— Start READING PASSAGE —
# Update on Bo X Gretchen



## Sarah Hall (Apr 12, 2006)

Gretchen's basal temp started dropping last night, and just now reached the vital below 99F mark. She's absolutely HUGE (poor girl looks like a potbelly pig), so we are hoping for some wonderfully healthy puppies. First time mom, so keep your fingers crossed for a safe delivery. There are still some spots left on the reservation list in case anyone is interested in a pup. These pups are going to be working dogs.  








A Bocephus pup at 2 weeks

Momma:
























Dad:


----------



## Connie Sutherland (Mar 27, 2006)

Wow, Sarah! Exciting!!!! =D>


----------



## Sarah Hall (Apr 12, 2006)

Yep! We've already set up the video baby monitor in her birthing "den" (a spare bedroom that looks more like an OR than a part of a house) and she's been nesting like crazy, so we know it's soon. The temp just confirmed it'll be in the next 24-36hrs. Ugh, I know I will trash a LOT of pairs of pants in the last month the pups are around. Maybe I should just grab a couple leg sleeves and walk around in those? :twisted: 
We're going to keep a couple to train for Schutzhund or ASR. Of course, that depends on if I ever find people to train with again........ :?


----------



## Connie Sutherland (Mar 27, 2006)

Do you have an idea of how many there are?


----------



## Sarah Hall (Apr 12, 2006)
— End READING PASSAGE —
— Start RECORDS SHOWN —
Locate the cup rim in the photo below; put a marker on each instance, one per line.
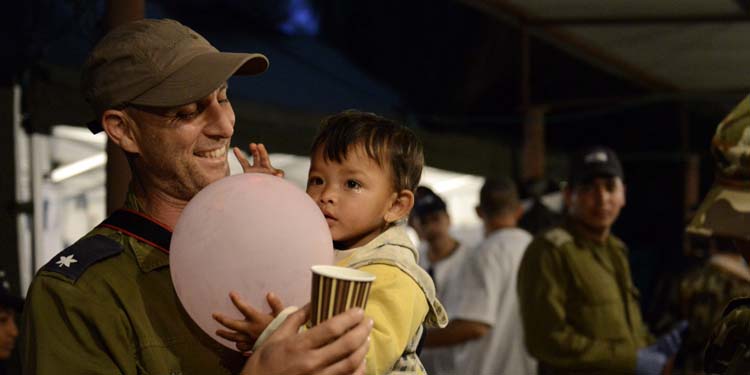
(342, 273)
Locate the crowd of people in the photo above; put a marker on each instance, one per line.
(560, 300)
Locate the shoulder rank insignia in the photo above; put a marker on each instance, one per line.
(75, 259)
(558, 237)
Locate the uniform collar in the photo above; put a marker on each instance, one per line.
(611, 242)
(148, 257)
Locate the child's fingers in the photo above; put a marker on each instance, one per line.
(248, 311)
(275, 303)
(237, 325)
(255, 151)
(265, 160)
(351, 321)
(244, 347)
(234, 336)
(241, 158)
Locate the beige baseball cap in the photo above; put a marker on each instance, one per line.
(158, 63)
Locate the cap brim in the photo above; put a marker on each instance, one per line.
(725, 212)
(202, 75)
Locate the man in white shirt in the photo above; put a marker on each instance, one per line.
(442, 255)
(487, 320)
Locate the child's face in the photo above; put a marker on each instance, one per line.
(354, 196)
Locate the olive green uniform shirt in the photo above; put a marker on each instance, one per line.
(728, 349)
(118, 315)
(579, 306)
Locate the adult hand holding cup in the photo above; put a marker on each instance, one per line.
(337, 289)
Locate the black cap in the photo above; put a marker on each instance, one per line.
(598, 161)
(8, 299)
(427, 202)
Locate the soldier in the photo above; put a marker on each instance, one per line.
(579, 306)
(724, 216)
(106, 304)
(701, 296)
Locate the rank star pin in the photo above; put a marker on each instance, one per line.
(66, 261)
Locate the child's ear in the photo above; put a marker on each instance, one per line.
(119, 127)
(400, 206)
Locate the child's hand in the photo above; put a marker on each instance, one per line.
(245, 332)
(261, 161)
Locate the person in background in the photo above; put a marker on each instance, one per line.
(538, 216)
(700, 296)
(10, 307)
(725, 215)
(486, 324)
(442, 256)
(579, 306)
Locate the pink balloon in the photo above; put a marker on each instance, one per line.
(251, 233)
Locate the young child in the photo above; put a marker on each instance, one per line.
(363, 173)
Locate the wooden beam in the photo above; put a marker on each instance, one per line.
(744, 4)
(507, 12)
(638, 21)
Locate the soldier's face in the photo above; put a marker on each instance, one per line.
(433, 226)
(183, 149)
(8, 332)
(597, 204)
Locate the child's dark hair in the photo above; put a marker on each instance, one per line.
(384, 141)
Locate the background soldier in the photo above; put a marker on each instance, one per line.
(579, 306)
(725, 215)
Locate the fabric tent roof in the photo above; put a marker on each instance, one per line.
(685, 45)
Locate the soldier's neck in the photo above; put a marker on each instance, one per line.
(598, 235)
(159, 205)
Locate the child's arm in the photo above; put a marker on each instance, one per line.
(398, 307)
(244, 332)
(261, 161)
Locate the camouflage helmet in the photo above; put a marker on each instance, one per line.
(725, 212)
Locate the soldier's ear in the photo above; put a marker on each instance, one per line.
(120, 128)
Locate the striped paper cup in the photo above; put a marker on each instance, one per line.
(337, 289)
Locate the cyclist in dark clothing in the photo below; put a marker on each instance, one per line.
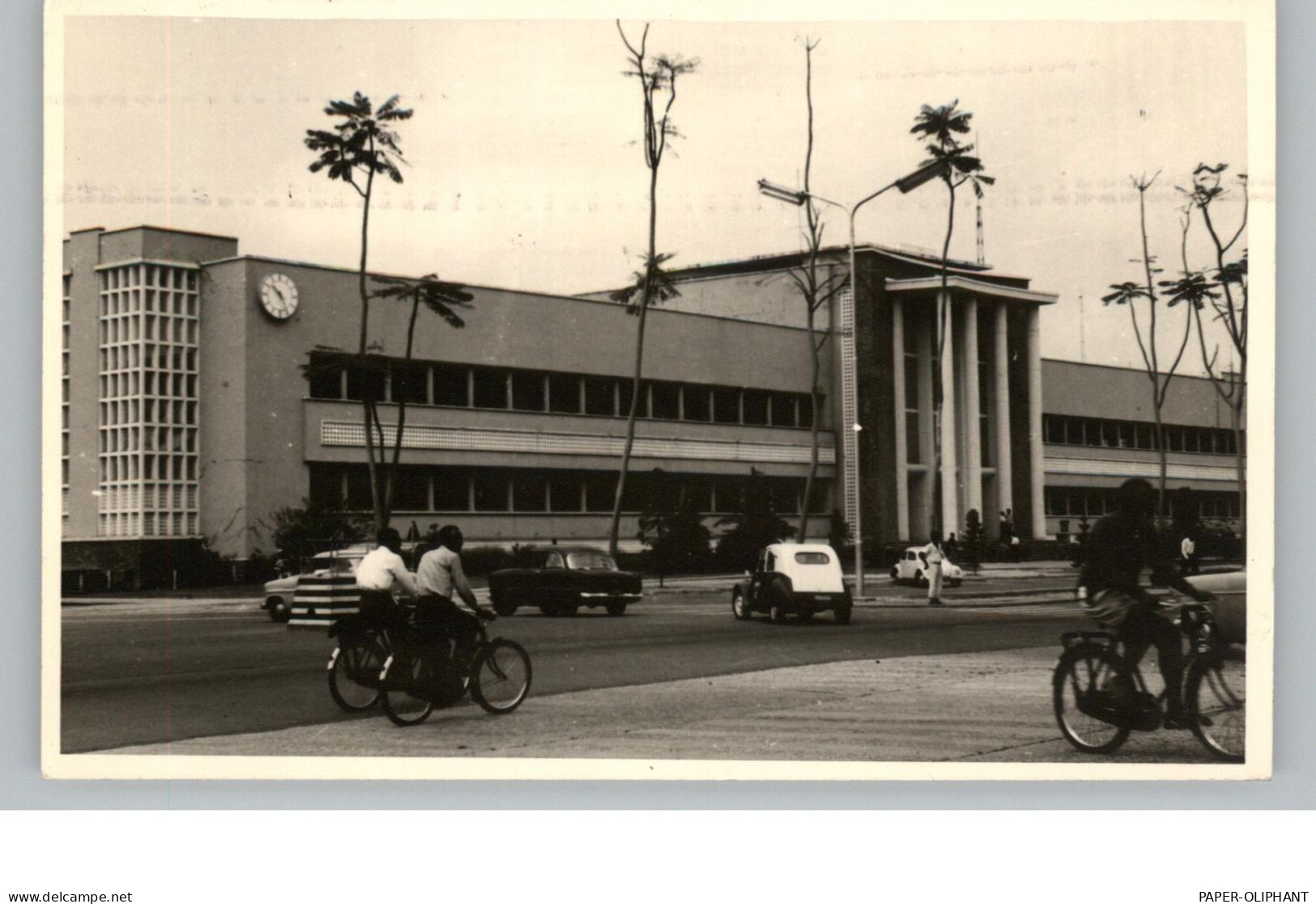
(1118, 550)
— End RECORDS SHOWN —
REQUIREMENTS
(A) From the Bo X Gretchen thread, extract the stretch from "Gretchen's basal temp" through "be working dogs.".
(B) Convert the stretch of the records from the line containing "Locate the child's arm" through the end of the records into a JSON list of strings, one string per line, with blank lines and the pictures left out.

RESPONSES TO THE EXERCISE
(A)
Gretchen's basal temp started dropping last night, and just now reached the vital below 99F mark. She's absolutely HUGE (poor girl looks like a potbelly pig), so we are hoping for some wonderfully healthy puppies. First time mom, so keep your fingers crossed for a safe delivery. There are still some spots left on the reservation list in case anyone is interested in a pup. These pups are going to be working dogs.

(B)
[
  "Locate the child's arm in the photo above; put a marker on each instance, one per line.",
  "(398, 307)",
  "(244, 332)",
  "(261, 161)",
  "Locate the camouflage helmet in the photo above; put a marker on each instance, one per line.",
  "(725, 212)",
  "Locate the soldier's ear in the photo above; put a marker on each instance, one per line.",
  "(120, 128)",
  "Locate the striped paper cup in the photo above; put a marker on each instance, one per line.",
  "(337, 289)",
  "Locate the cyclist in dark clothing in the photo below; put a marker on each instance, one per line.",
  "(1118, 550)"
]